Translate this sentence from the passage below on Punjab child survey methods and results into Spanish: "Multiple logistic regression analysis was conducted to calculate the adjusted odds ratios along with a 95% confidence interval."

## PASSAGE SHOWN

● ● ● ● ●

Age, gender, area of residence, mother’s education, and wealth index were also treated as categorical variables. Frequency percentages were calculated for all the variables. Initially, bivariate analysis was conducted using the cross-tabs to measure the association between sociodemographic variables, disciplinary actions, and the child functioning domains. Multiple logistic regression analysis was conducted to calculate the adjusted odds ratios along with a 95% confidence interval. The factors adjusted for during the analysis included the area that the child belonged to (rural or urban), the gender of the child (male, female), the child’s age (7–8, 9–10, 11–12, and 13–14), the child’s education level (none/pre-school, primary, middle, secondary and higher), mother’s education level (none/pre-school, primary, middle, or higher) and the wealth quintile index of the household (poorest, second, middle, fourth, and richest).
Results
Sociodemographic Characteristics of Children
The MICS survey included 60,000 children aged 0 to 14 years; however, for this paper, 19,721 children, aged 7 to 14 years were included in the analysis, whereas 1,063 were excluded due to missing data. Table 1 displays the sociodemographic characteristics of the study participants. Almost equal number of children were in each age category except for the 7 to 8 years age group that comprised 28.5% (n = 5,610) of the sample. Similarly, both genders were almost equally represented in the sample (males 50.76% vs. females 49.24%). Around 60% of the children had primary-level education, whereas only 4.4% (n = 862) received secondary-level education. The wealth index found that 26% (n = 5,164) belonged to the lowest-poorest quintile, and only 15% (n = 3,009) belonged to the highest-richest quintile.
Socio-Demographic Characteristics of Children in Punjab, Pakistan (MICS 2017–2018 Survey).

● ● ● ● ●

## GIVEN INFORMATION
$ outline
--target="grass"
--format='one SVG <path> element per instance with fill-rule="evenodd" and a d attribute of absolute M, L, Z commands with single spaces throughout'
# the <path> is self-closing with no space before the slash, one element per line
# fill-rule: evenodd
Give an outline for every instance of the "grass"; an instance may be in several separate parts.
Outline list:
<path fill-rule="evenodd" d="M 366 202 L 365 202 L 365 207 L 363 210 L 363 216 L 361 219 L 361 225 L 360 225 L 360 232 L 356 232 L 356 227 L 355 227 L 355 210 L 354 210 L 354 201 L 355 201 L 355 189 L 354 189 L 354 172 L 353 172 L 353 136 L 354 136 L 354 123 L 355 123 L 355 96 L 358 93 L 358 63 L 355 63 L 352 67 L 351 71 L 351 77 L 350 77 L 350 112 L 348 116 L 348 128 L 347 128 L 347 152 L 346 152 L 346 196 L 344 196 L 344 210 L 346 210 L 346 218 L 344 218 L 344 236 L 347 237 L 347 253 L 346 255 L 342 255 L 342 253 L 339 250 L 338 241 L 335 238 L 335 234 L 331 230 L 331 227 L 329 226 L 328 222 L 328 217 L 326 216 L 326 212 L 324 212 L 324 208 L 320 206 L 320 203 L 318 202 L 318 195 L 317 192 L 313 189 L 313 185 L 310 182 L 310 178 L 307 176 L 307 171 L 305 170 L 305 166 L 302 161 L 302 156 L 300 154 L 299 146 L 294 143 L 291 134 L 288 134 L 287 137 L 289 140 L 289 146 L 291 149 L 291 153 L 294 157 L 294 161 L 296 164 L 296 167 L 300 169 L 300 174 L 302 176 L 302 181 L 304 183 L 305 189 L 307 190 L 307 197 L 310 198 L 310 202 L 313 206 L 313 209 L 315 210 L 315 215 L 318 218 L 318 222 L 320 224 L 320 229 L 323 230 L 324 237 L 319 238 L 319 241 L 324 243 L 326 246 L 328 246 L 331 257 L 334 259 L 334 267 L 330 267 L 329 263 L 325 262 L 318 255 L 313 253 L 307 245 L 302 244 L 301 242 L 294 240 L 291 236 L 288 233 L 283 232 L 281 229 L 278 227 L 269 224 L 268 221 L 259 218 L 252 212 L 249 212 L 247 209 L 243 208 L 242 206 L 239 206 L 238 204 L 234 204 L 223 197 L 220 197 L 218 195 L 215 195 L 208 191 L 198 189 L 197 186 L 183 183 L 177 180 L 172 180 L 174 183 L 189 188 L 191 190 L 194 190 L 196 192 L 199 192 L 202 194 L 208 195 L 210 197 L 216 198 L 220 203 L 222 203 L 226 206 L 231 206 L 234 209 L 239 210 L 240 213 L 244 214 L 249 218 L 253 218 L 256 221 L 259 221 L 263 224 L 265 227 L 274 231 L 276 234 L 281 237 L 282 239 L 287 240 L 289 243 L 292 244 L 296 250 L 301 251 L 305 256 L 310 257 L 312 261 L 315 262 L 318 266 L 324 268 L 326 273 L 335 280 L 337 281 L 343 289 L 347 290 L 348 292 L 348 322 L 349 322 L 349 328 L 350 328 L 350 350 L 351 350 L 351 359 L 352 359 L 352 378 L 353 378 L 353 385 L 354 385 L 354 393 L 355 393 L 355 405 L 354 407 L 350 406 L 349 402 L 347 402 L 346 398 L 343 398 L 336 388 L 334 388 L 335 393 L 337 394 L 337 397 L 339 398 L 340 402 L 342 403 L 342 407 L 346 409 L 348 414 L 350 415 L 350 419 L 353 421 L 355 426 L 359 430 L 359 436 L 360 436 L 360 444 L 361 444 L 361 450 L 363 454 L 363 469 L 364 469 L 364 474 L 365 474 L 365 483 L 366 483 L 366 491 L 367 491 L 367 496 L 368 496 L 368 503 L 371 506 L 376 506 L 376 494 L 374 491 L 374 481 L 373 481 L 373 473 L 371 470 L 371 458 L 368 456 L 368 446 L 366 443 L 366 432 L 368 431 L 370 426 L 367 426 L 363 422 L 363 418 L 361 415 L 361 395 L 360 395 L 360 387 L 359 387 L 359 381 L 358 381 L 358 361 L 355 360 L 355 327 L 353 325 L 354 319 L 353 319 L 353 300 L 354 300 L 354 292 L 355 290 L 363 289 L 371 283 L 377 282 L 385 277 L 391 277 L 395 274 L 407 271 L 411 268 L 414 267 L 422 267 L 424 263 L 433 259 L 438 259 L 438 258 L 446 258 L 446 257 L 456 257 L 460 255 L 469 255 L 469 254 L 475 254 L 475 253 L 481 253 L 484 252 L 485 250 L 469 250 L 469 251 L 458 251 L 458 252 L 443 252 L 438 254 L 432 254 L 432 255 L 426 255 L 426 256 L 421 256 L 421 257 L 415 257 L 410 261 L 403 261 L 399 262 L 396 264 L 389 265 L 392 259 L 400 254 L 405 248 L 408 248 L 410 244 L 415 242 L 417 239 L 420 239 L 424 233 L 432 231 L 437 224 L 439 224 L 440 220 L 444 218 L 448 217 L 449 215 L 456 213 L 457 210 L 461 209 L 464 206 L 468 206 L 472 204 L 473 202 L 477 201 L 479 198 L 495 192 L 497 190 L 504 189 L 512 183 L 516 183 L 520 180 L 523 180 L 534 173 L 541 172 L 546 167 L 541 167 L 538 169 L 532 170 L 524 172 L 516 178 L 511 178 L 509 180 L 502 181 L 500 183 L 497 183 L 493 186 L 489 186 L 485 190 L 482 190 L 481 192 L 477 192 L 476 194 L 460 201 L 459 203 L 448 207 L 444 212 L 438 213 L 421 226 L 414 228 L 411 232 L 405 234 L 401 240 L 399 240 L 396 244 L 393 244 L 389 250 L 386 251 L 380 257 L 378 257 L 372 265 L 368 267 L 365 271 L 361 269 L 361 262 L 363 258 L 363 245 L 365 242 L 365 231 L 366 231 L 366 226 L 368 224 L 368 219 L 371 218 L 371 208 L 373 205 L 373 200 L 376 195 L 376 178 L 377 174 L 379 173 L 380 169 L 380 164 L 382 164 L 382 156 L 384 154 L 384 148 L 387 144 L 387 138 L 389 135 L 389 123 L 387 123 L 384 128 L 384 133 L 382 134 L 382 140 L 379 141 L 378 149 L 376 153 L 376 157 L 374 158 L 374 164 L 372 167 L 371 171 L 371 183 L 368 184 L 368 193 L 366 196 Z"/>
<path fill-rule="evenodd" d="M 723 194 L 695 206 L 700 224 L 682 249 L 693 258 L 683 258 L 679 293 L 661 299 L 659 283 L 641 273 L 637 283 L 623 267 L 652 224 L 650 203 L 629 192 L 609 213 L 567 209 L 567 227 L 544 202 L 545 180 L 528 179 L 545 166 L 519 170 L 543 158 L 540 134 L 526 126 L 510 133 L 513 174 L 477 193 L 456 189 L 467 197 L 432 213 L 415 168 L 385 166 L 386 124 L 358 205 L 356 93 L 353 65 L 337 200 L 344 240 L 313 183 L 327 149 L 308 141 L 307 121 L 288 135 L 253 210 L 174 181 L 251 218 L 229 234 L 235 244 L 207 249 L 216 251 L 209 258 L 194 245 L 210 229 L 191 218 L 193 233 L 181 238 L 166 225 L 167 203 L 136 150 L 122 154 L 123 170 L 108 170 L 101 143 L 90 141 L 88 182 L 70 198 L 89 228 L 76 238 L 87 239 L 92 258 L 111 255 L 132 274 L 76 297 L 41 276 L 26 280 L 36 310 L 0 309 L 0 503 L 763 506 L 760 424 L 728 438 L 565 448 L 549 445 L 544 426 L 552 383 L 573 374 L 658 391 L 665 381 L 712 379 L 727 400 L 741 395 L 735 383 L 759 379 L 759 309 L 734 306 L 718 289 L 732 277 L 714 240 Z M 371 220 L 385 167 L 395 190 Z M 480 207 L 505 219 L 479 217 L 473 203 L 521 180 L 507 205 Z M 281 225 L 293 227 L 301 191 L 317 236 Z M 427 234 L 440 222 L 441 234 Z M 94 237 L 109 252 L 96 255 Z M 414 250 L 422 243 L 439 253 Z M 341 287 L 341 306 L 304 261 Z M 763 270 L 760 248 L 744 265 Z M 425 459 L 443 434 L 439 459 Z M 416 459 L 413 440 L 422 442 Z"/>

● ● ● ● ●

## RESPONSE TO THIS TASK
Se realizó un análisis de regresión logística múltiple para calcular las razones de probabilidades ajustadas junto con un intervalo de confianza del 95%.